Retype precisely the section of the data that starts at the line containing "Please mark the white lamp" and runs to its final line, ends included.

— Begin Data for this exercise —

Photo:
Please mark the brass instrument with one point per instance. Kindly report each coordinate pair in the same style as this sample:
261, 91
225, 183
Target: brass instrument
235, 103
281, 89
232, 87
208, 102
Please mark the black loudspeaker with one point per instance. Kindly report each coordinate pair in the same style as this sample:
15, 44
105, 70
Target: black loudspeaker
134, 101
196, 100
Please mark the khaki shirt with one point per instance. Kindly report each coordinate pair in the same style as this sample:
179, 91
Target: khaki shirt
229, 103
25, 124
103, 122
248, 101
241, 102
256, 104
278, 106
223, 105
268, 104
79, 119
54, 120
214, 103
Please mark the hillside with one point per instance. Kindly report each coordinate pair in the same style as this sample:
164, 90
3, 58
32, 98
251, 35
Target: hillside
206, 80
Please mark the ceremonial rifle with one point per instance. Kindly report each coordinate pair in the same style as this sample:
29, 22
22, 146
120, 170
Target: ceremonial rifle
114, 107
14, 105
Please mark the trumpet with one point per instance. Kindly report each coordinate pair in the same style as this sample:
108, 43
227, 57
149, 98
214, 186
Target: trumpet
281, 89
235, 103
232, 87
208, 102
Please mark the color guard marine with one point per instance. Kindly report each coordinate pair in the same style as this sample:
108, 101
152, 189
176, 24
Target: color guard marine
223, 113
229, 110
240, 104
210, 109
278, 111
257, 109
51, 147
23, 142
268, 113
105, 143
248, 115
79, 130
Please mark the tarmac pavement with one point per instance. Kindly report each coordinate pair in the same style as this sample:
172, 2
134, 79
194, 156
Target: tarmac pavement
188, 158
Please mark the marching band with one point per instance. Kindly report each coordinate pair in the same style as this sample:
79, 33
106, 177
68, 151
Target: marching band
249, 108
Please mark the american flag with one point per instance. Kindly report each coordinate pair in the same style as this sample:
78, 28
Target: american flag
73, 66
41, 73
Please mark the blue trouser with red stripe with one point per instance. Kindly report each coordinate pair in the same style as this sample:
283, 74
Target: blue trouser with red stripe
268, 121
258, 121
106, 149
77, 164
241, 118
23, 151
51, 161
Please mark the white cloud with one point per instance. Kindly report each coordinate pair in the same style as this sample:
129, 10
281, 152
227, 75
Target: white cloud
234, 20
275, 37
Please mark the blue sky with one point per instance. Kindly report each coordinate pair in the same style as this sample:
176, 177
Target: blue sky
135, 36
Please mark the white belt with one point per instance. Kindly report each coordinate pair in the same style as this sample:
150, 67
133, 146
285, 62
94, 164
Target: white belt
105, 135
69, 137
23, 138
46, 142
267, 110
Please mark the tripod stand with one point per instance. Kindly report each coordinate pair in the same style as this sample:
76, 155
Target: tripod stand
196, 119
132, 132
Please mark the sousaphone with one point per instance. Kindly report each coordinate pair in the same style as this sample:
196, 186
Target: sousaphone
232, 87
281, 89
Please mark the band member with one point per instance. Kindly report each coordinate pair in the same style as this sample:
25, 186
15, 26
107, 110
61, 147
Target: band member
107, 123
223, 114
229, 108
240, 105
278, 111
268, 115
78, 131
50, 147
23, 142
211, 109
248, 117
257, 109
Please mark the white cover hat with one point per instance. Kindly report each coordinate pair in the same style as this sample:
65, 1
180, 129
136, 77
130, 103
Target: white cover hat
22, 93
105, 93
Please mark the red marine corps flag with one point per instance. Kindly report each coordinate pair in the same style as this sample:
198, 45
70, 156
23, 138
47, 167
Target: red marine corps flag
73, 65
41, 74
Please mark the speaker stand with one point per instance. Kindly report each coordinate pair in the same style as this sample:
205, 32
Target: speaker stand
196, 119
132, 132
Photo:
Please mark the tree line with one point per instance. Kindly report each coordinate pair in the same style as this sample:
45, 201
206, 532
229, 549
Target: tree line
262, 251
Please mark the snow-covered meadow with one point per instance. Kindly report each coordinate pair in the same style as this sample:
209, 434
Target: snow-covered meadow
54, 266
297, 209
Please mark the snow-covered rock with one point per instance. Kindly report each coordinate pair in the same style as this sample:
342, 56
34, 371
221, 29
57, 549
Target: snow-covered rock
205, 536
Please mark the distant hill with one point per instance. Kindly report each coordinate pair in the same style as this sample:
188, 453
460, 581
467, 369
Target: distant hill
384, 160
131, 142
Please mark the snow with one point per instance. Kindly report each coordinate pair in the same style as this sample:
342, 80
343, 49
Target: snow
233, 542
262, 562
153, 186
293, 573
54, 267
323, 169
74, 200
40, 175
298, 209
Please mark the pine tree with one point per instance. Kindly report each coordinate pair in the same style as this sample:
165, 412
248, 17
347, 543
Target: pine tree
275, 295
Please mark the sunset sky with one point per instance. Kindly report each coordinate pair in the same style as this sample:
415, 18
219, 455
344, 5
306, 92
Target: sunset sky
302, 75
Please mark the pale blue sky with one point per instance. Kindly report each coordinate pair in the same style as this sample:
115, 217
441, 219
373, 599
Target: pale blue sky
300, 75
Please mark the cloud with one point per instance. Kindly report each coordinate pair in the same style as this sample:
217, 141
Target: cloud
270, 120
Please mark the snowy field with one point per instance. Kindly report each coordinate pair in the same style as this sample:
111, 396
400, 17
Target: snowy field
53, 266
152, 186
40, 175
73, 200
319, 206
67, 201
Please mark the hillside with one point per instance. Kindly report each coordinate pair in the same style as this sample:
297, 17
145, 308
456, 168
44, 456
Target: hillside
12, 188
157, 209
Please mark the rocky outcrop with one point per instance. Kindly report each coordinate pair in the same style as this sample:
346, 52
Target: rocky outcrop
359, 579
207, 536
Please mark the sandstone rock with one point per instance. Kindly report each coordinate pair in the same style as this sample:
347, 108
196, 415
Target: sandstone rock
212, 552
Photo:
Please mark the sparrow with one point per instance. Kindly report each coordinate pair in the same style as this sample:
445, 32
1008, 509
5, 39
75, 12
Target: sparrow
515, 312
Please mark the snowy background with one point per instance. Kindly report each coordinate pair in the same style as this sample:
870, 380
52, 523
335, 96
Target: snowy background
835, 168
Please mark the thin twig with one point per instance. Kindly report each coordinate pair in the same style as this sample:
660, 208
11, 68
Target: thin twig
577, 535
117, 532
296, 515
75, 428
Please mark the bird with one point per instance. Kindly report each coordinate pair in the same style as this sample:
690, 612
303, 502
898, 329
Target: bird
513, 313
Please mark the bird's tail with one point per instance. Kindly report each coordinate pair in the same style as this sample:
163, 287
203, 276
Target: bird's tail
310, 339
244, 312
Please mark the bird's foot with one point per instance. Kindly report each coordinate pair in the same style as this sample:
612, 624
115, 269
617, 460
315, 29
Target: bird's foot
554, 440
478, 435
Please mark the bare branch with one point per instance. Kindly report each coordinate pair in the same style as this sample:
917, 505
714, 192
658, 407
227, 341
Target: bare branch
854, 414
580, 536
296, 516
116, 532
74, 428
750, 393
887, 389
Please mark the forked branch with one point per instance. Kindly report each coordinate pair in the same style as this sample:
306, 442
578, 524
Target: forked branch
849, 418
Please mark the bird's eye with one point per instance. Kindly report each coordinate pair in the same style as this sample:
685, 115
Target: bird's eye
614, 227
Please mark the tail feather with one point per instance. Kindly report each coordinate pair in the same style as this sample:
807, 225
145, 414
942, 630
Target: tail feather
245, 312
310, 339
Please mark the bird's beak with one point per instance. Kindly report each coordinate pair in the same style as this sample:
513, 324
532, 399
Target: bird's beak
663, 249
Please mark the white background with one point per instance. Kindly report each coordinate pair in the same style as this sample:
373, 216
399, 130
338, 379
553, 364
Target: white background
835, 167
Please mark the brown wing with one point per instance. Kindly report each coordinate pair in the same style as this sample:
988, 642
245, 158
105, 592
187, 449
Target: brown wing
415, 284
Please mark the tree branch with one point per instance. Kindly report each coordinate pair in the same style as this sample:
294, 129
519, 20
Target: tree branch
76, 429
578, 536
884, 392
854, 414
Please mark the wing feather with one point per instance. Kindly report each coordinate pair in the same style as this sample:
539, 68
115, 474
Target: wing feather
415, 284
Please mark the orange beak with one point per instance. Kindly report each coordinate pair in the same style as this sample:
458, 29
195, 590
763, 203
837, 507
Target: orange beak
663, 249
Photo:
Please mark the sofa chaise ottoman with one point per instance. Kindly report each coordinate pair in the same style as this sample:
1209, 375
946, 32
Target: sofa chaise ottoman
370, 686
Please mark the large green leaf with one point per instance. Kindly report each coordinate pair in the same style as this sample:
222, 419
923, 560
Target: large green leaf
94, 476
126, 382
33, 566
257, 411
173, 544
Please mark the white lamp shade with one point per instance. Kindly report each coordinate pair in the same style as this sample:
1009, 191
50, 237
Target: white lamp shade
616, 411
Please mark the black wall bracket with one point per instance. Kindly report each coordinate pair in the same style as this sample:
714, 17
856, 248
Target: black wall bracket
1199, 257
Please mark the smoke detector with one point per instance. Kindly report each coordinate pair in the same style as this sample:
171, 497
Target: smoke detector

— End Data for this exercise —

[Reply to the task]
Please mark the white lamp shade with one point per instance. Kindly report each coordinate pair in the same style as this sample:
1009, 191
50, 237
Target: white lamp shade
616, 411
Please mark the black wall bracket with one point per instance. Kindly report each coordinate pair in the same style as this sample:
714, 17
856, 248
Target: black wall bracket
1199, 257
Please mark the smoke detector with one point per instance. Kindly report each coordinate pair in the same style as this sample:
171, 497
Target: smoke detector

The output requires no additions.